Document excerpt:

I was cutting a small piece of cherry for a drawer front using my 3 HP TS. The cut off side fell from the wood and slowly slid toward me. I stepped to the right to let it go past and land on the floor. When I did that, I must have turned the piece as I was pushing it past the blade. The next thing I heard was the piece I was cutting hit the floor in front of me. I didnt have any feeling from my chest to my belt line. I also had the wind knocked out of me. After stumbling around the shop trying to figure out if I was still alive, and if I should make a dash for the emergency room, I finally got the feeling back, but there was a cut from my mid chest to my belt line. My push stick was also cut off on the end. Thats when I learned to pay attention, and to use the riving knife. It took 6 months for the mark from the cut to go away.


----------



## navyman (Jan 28, 2009)

sorry to hear aboout that, I try to stand to one side I love my lether apron. be safe.

Work instructions:
1. Copy the table saw thread starting at "I was cutting a" and ending after "to go away.", swapping "cherry" for "walnut".
2. In the table saw thread, how long did it take for the mark from the cut to go away?
3. Take the table saw thread further from the point where it stops.
The listing that comes next is from a separate source.

Data excerpts:
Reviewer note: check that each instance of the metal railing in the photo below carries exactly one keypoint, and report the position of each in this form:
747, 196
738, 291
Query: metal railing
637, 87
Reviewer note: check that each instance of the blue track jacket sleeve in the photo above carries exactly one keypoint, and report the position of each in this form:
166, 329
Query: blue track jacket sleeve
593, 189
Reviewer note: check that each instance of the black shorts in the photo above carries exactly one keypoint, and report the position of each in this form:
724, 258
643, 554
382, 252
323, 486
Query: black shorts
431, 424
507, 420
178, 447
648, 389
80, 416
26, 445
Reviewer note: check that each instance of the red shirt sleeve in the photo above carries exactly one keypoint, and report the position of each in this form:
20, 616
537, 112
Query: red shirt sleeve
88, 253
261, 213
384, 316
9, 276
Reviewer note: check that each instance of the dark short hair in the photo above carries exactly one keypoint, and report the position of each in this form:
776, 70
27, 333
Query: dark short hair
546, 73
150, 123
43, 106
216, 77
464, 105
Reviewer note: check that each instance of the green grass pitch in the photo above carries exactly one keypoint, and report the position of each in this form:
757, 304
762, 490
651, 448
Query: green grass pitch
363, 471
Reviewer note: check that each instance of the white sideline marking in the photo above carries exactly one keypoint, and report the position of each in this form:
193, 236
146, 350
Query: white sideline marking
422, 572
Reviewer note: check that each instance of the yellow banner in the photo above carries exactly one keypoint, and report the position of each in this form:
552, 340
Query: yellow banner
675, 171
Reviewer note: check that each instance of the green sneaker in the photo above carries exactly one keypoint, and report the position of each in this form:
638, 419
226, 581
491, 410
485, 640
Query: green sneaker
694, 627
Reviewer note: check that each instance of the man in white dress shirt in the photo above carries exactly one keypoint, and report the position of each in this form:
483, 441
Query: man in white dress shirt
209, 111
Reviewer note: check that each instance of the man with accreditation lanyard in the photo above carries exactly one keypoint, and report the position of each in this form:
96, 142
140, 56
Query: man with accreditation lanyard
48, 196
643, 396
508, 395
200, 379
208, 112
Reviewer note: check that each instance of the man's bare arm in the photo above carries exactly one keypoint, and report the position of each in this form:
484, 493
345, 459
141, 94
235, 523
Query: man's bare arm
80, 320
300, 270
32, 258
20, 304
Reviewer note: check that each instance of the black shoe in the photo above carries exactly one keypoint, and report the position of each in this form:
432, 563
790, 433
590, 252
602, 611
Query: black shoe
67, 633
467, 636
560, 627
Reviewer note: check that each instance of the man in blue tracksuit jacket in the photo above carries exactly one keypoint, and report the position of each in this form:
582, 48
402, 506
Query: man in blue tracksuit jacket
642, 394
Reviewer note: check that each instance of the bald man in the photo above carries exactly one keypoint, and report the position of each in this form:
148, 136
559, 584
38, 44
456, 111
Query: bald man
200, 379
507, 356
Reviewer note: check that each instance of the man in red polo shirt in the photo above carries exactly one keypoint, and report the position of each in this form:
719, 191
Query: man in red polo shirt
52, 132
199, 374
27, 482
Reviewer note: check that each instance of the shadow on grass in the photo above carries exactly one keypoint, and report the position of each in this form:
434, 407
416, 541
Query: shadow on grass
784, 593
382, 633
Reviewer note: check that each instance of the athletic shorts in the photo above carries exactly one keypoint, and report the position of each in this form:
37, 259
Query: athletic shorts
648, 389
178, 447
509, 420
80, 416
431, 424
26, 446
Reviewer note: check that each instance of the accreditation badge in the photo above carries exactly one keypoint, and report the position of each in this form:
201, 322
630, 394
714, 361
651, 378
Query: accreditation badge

Answer list:
1.
I was cutting a small piece of walnut for a drawer front using my 3 HP TS. The cut off side fell from the wood and slowly slid toward me. I stepped to the right to let it go past and land on the floor. When I did that, I must have turned the piece as I was pushing it past the blade. The next thing I heard was the piece I was cutting hit the floor in front of me. I didnt have any feeling from my chest to my belt line. I also had the wind knocked out of me. After stumbling around the shop trying to figure out if I was still alive, and if I should make a dash for the emergency room, I finally got the feeling back, but there was a cut from my mid chest to my belt line. My push stick was also cut off on the end. Thats when I learned to pay attention, and to use the riving knife. It took 6 months for the mark from the cut to go away.

2. Six months.

3.
----------



## BTKS (Nov 30, 2008)

Excellent safety review. My moment of cranial flatulence as 45 ACP Builder so aptly put it, was a sheet of utility board. The sheet was rotating and gone before I even knew it was moving. It had huge arc cuts across the face where it skipped across the top of the blade gaining speed for it's flight to the rear wall. Was standing left and extremely lucky. Better technique and much more respect now.
Thanks for bringing up all these reminders. BTKS


----------



## JJohnston (May 22, 2009)

I once had a slow-motion kickback cutting a piece of Homasote on the TS. It was a fairly big piece, nearly square (2 to 3' or so), so I was standing in line with the fence, off to the right of the blade, and feeding with my left hand. I must have been pushing too close to the fence, which caused the piece to rotate counterclockwise and catch the back of the blade. It rose up and continued rotating CCW around its right rear corner until it fell off the table. This took maybe half a second, which is a long time in kickback terms. The underside had the classic arc-shaped "archipelago" of gouges. The only reason it happened slowly was that the Homasote was soft, which prevented the blade from getting "traction".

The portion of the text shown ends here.